REQUEST 1.
Transcribe the passage of the forum thread between "feargal czukay (NickB), Tuesday, 11" and "great it is.", inclusive.
REQUEST 2.
In the forum thread, what kind of interview did Geeta say it was going to be?

-------- PASSAGE TO READ

Also I just got this mental flash of Data from Star Trek saying "I am fully programmed for all pleasure functions."

The Hauntology of Celebrity (Branwell with an N), Tuesday, 11 August 2015 22:42 (nine years ago) link

...but there was this whole 70s sub-genre of disco songs about having sex with robots (Automatic Lover springs to mind but I know I've had this discussion before and there were others.)

The Hauntology of Celebrity (Branwell with an N), Tuesday, 11 August 2015 22:44 (nine years ago) link

(was only joking btw, you know that though of course) xps

feargal czukay (NickB), Tuesday, 11 August 2015 22:47 (nine years ago) link

No, that was Interpol with the fingerbanging (insert Deutschebank reference here) not robots.

The Hauntology of Celebrity (Branwell with an N), Tuesday, 11 August 2015 22:59 (nine years ago) link

I am obsessed with this song and no one wants to talk about how great it is.

(Is it the only song that features collaboration with someone from "outside" the band? Certainly the only song with a female collaborator.)

The Hauntology of Celebrity (Branwell with an N), Tuesday, 11 August 2015 23:06 (nine years ago) link

tbh i suspect ralf would handle that question with great aplomb

mookieproof, Tuesday, 11 August 2015 23:23 (nine years ago) link

Hmmm.

I'm not sure it matters whether he would *handle* it with aplomb, but more whether it's an OK question to ask in the first place? If it were possible to ask in the same spirit of playfulness, teasing and fun that the thread was conceived, he might be amused by it, and talk about robot antics. But I know Geeta said it was going to be a telephone interview, so that it might not be possible to convey the playful tone without body-language and other meta-text.

I haven't spoken much to Geeta since she left ILX so it might be a definitely odd question for *me* to pose her, y'know? I am more worried about offending her than I am about offending Ralf or Robo-Ralf tbh.

The Hauntology of Celebrity (Branwell with an N), Wednesday, 12 August 2015 05:58 (nine years ago) link

Oh, sod it. Life's too short, etc.

The Hauntology of Celebrity (Branwell with an N), Wednesday, 12 August 2015 06:04 (nine years ago) link

Coming back to Aimless's long post here:

But when two humans are involved, that loving relationship presumes a voluntary emotional attachment which derives meaning and value largely because it is freely chosen and freely given. That freedom is measured by the ability of the other to say 'no', to refuse, to change their mind or their heart, or to leave to follow a new path away from you. If a robot is programmed to choose you, then in my view that outcome was controlled and dictated by your desire and by your choice and was not the action of your equal in any meaningful way.

----------------
-------- SUPPLIED ENTRIES

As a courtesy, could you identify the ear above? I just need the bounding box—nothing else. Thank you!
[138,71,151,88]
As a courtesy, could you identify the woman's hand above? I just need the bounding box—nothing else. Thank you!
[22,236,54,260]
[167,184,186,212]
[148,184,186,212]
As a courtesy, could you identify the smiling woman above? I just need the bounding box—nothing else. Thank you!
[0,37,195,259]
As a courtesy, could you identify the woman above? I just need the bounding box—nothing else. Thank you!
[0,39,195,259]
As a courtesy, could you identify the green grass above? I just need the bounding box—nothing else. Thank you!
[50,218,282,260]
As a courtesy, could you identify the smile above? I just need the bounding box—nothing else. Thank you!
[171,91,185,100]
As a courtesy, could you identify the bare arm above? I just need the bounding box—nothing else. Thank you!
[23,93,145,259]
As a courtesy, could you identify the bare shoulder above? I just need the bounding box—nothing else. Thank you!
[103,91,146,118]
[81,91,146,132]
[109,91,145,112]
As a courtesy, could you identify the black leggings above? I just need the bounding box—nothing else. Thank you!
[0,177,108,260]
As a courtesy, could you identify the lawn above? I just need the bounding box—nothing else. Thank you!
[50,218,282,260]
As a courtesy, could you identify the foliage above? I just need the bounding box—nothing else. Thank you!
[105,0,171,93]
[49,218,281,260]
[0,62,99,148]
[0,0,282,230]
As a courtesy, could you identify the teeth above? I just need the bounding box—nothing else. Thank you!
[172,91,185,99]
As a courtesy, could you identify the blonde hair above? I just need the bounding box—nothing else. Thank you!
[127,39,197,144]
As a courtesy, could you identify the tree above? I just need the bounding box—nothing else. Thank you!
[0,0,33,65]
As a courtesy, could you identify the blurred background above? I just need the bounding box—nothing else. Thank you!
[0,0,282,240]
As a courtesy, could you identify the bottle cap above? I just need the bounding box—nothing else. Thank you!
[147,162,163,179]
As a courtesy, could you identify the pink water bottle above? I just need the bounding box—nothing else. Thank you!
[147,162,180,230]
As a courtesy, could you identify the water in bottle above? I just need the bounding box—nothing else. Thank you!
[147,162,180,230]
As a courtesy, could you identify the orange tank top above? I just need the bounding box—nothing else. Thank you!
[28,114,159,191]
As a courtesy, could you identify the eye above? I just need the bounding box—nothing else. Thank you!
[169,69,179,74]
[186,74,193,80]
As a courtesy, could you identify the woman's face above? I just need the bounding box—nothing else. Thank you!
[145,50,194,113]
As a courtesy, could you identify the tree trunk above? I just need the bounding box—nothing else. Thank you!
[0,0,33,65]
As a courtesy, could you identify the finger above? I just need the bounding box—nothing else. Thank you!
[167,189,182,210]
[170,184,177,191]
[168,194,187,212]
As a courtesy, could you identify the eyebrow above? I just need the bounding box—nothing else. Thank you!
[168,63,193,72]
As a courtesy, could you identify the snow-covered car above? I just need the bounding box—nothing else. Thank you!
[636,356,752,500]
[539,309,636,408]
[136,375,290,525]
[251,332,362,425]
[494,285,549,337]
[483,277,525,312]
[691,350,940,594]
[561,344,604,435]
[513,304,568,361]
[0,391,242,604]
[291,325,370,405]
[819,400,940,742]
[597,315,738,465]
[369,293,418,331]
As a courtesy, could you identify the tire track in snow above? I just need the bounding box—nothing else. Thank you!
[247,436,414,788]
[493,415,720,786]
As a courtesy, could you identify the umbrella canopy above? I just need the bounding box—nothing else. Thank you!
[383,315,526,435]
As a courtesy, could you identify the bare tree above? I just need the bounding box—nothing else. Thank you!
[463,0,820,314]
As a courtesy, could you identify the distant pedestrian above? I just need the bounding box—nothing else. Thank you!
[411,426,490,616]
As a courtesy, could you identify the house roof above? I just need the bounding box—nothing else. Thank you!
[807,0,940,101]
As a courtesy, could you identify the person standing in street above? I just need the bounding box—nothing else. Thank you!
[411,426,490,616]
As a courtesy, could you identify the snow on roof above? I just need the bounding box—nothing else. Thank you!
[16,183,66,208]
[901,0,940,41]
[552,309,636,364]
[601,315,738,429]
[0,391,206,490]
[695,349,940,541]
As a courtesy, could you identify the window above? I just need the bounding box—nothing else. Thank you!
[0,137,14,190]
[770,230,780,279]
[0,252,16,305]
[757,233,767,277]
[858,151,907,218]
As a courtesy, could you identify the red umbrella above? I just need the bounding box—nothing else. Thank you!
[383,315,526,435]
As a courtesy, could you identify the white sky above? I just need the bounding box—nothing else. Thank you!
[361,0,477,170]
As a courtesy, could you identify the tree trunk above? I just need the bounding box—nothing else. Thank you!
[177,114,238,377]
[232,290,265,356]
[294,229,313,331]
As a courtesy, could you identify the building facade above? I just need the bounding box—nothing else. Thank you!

----------------

ANSWER 1.
feargal czukay (NickB), Tuesday, 11 August 2015 22:47 (nine years ago) link

No, that was Interpol with the fingerbanging (insert Deutschebank reference here) not robots.

The Hauntology of Celebrity (Branwell with an N), Tuesday, 11 August 2015 22:59 (nine years ago) link

I am obsessed with this song and no one wants to talk about how great it is.

ANSWER 2.
A telephone interview.